• _READING PASSAGE_:
##########
All three major indexes tanked roughly 5%, erasing gains made during Tuesday’s rebound. The drop ushered in another day of heightened volatility from coronavirus risks and the escalating oil-market war between Russia and Saudi Arabia.
Losses extended in afternoon trading after the World Health Organization declared the coronavirus outbreak a pandemic.
The Dow Jones industrial average slid into a bear market — or a more than 20% decline from its February 19 high — ending the equity benchmark’s longest period of expansion.
Here’s where major US indexes closed on Wednesday:
House Democrats said they planned to unveil a spending package on Wednesday meant to cushion the outbreak’s effects on the economy. The legislation is expected to include expansions to unemployment insurance, food stamps, and paid sick leave. A vote on the bill could arrive as soon as Thursday.
Goldman Sachs joined other financial giants on Wednesday in revising its S&P 500 earnings estimate lower, citing the growing fallout from the coronavirus outbreak and the new oil-market chaos. Analysts at the firm said they expected the benchmark index to post its first annual profit contraction in five years as the two threats tear into corporate growth and economic activity.
The 11-year bull market “will soon end” as the global economy grapples with escalating risks, but markets should bounce back once the virus can be contained, Goldman said Wednesday morning.
Investors mulling their next move in the new bear market should have enough cash to get through immediate needs over the next 12 to 24 months, Rich Steinberg, the chief market strategist at The Colony Group, told Markets Insider. The market decline serves as an attractive entry point for those who can stomach short-term volatility, the strategist said.
“It’s hard to pull that trigger, but investors should have a shopping list of names that they didn’t think they could own because they were too expensive,” he added.
##########
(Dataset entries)
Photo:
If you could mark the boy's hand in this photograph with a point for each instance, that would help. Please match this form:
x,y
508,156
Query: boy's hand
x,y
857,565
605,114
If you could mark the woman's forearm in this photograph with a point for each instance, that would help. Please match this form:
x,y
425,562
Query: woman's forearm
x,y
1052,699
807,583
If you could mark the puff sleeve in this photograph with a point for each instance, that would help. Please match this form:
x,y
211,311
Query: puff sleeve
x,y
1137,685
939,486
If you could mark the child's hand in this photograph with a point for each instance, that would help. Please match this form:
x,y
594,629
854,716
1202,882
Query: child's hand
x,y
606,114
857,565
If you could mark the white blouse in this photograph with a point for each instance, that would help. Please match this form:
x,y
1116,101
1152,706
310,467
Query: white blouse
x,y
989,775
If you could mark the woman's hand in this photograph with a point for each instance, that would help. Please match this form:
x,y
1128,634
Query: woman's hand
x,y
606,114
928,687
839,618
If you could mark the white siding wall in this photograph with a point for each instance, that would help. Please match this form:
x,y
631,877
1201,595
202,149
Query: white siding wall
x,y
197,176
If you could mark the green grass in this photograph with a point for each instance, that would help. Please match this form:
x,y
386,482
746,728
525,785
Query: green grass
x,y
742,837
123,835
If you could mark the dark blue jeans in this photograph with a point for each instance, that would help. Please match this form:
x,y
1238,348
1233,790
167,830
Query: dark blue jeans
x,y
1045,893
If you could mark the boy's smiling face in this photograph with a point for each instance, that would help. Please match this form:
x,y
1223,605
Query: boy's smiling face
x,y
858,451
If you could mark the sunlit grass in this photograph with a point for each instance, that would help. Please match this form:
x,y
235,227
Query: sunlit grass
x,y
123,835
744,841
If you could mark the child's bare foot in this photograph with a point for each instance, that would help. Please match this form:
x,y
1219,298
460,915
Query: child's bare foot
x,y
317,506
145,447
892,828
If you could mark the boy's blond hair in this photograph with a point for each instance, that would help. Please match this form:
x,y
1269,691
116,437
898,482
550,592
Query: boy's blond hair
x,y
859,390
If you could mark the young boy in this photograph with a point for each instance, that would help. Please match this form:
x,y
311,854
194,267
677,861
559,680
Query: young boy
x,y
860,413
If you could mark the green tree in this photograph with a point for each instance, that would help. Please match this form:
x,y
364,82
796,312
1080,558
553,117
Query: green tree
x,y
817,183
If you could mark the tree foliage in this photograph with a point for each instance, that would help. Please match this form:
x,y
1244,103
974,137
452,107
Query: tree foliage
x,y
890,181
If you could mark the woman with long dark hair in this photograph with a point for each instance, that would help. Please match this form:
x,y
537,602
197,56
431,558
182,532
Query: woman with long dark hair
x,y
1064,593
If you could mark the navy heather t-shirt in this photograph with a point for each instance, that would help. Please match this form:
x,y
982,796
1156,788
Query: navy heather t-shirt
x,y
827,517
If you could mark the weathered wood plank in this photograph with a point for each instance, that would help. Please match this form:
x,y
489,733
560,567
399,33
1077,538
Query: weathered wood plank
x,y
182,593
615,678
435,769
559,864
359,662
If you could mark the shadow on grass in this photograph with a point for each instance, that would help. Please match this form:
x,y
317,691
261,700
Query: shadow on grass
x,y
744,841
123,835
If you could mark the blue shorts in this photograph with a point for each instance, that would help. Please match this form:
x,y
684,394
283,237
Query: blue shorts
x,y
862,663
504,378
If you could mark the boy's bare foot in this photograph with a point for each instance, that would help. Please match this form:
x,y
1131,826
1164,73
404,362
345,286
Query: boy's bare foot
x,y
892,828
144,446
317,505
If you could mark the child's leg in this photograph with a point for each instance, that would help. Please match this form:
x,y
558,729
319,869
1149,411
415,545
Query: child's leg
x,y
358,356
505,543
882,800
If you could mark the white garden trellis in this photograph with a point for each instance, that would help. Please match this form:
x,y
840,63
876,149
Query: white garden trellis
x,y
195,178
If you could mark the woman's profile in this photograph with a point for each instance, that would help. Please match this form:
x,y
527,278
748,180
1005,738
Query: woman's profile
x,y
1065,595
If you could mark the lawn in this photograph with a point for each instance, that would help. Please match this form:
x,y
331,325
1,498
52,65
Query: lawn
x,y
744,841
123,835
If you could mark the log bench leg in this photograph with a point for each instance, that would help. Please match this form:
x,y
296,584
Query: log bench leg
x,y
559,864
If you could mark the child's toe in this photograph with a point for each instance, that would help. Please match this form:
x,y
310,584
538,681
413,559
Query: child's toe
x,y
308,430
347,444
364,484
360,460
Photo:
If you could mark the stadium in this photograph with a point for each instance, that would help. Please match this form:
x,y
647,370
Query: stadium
##########
• _TASK TO CARRY OUT_: From the stock market report, copy word for word the part that begins with the words containing "Investors mulling their" and ends with "the strategist said.".

• _WRITTEN REPLY_:
Investors mulling their next move in the new bear market should have enough cash to get through immediate needs over the next 12 to 24 months, Rich Steinberg, the chief market strategist at The Colony Group, told Markets Insider. The market decline serves as an attractive entry point for those who can stomach short-term volatility, the strategist said.